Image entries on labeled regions
"""

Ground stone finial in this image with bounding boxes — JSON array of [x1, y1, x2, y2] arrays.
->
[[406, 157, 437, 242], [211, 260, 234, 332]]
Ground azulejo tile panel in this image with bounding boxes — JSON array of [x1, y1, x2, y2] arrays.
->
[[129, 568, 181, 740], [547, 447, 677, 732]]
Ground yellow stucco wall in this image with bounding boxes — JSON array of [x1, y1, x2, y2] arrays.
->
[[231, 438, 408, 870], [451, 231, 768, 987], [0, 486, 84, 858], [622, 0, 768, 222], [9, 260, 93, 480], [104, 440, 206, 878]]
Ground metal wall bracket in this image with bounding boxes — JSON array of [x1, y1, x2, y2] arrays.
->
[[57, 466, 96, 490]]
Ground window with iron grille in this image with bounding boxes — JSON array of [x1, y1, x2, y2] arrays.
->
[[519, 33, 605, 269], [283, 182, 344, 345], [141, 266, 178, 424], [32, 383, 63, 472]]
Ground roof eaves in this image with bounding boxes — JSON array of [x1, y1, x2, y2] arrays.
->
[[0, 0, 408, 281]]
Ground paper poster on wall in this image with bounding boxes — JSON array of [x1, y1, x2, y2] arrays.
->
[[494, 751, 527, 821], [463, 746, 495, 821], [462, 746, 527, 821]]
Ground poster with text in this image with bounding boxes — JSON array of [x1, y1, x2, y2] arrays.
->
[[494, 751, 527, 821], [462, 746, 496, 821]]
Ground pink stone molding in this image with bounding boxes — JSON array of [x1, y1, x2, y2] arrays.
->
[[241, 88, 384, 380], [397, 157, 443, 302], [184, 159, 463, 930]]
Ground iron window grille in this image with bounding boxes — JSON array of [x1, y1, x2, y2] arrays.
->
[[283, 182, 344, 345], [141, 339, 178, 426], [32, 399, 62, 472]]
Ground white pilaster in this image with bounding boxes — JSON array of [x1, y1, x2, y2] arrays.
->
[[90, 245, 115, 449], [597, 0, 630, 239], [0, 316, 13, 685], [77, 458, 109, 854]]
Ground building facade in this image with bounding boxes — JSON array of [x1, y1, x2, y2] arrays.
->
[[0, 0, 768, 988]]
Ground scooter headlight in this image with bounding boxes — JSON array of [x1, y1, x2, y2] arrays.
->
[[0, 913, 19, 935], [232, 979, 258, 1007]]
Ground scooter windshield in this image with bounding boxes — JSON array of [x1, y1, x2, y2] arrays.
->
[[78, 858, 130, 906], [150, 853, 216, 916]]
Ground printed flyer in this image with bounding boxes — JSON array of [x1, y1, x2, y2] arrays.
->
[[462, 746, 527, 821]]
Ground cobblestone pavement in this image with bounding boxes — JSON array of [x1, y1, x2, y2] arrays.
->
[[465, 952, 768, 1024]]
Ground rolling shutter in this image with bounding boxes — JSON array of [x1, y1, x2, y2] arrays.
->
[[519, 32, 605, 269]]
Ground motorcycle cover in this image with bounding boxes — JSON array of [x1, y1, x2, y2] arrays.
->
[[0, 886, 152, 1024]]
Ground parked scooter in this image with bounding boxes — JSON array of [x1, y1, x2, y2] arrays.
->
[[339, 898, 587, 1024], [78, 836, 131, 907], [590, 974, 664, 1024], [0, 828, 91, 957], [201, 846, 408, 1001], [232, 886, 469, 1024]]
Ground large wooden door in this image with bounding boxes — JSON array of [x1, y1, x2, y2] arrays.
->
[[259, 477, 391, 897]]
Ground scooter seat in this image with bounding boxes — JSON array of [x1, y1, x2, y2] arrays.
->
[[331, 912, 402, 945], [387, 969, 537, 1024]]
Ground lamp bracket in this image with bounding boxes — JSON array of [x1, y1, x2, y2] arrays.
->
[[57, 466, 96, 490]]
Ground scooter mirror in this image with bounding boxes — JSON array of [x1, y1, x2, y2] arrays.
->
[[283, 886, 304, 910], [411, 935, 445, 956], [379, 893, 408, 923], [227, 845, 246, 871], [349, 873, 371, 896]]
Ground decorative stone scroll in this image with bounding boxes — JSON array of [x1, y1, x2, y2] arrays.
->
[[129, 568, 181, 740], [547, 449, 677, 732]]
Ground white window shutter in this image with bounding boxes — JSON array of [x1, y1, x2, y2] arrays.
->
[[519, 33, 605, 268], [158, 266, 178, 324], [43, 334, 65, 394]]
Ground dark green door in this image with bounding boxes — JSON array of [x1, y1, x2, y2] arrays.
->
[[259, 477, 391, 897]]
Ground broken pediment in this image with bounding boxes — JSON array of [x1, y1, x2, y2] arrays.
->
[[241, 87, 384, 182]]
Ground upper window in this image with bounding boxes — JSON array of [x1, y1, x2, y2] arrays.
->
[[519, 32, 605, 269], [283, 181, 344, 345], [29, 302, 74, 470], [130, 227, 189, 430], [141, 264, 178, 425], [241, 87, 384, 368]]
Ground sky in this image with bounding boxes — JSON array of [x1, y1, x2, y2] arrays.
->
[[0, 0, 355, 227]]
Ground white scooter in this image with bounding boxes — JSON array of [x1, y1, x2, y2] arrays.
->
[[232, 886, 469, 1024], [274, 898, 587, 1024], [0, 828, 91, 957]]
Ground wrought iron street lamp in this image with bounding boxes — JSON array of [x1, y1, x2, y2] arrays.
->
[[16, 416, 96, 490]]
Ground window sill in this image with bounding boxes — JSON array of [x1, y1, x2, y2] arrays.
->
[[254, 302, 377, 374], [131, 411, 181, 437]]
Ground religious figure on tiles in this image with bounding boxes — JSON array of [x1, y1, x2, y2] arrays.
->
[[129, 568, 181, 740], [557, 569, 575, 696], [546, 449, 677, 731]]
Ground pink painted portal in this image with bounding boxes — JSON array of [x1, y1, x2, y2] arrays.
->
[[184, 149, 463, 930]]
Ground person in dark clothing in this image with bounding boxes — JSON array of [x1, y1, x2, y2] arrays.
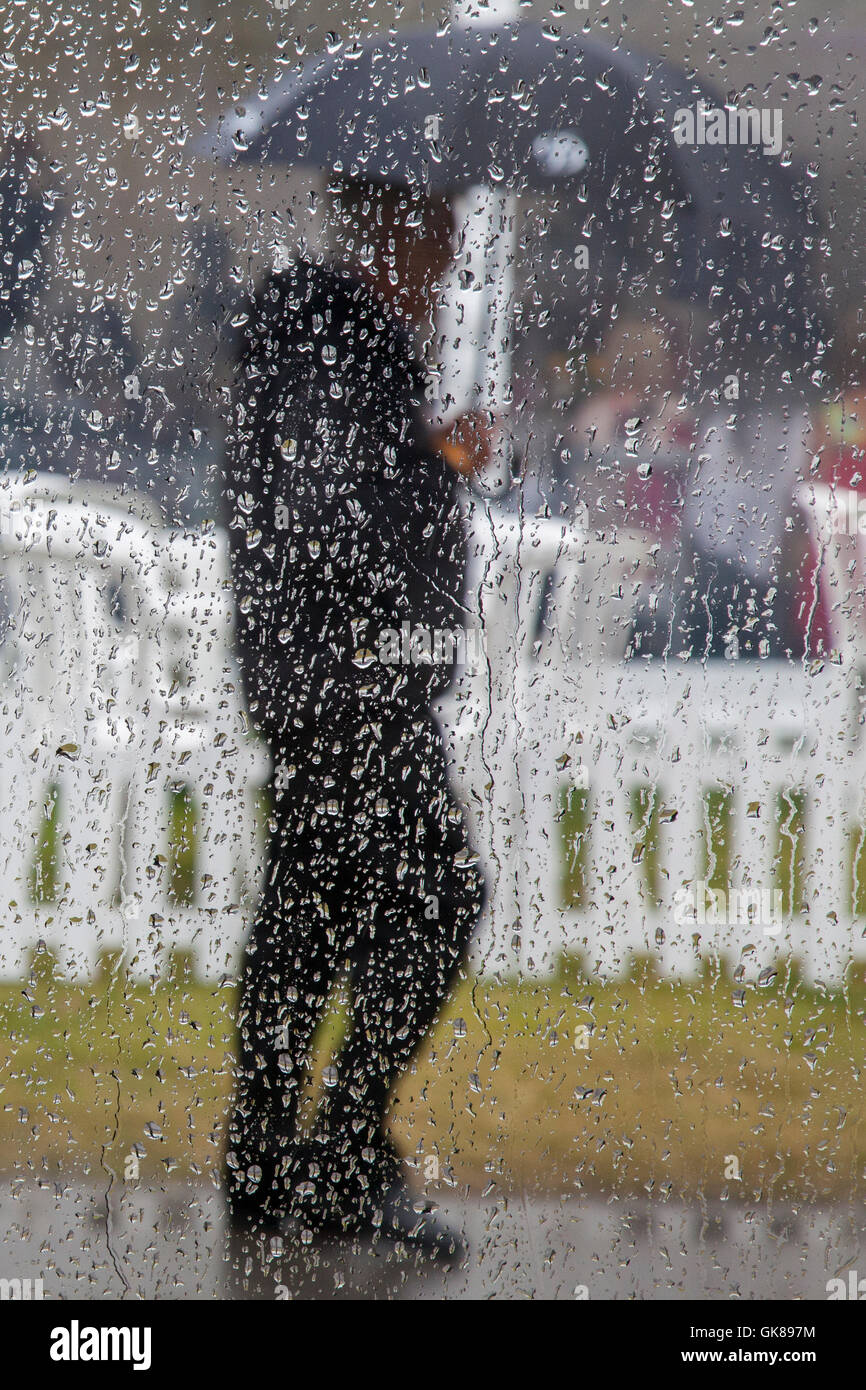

"""

TASK DESCRIPTION
Rewrite everything in the data from the line containing "Ground white pilaster" down to the line containing "[[0, 886, 152, 1024]]" as a Markdown table with the columns Row and Data line, giving each line its own numbered row and leaving out blank lines.

TASK ANSWER
| Row | Data line |
|---|---|
| 1 | Ground white pilaster in this image with bounding boxes — JSON array of [x1, y1, x2, y2] arrays. |
| 2 | -> |
| 3 | [[90, 245, 115, 449], [597, 0, 630, 239], [0, 316, 13, 685], [77, 458, 109, 854]] |
| 4 | Ground building facade in this image with bounding boxes — JSON array of [x1, y1, x2, y2] arrays. |
| 5 | -> |
| 6 | [[0, 0, 768, 988]] |
| 7 | Ground scooter headlight in this image with bounding boxes — JSON array of [x1, y1, x2, y2] arrays. |
| 8 | -> |
| 9 | [[0, 913, 19, 935], [232, 979, 258, 1007]] |
| 10 | Ground scooter windshield in this image with bounding boxes — JSON array of [x1, y1, x2, y2] arrays. |
| 11 | -> |
| 12 | [[78, 858, 130, 906], [150, 853, 216, 916]] |
| 13 | Ground printed flyer in this image with bounding boxes — JSON array of [x1, y1, x2, y2] arrays. |
| 14 | -> |
| 15 | [[462, 746, 527, 821]] |
| 16 | Ground cobblestone pavement in this image with bounding boxes — JSON array of [x1, y1, x2, y2] arrays. |
| 17 | -> |
| 18 | [[465, 952, 768, 1024]] |
| 19 | Ground rolling shutter in this image with bounding boxes — JSON array of [x1, y1, x2, y2] arrays. |
| 20 | -> |
| 21 | [[519, 32, 605, 269]] |
| 22 | Ground motorcycle cover in this image with bounding boxes — JSON array of [x1, y1, x2, y2] arrays. |
| 23 | -> |
| 24 | [[0, 886, 152, 1024]] |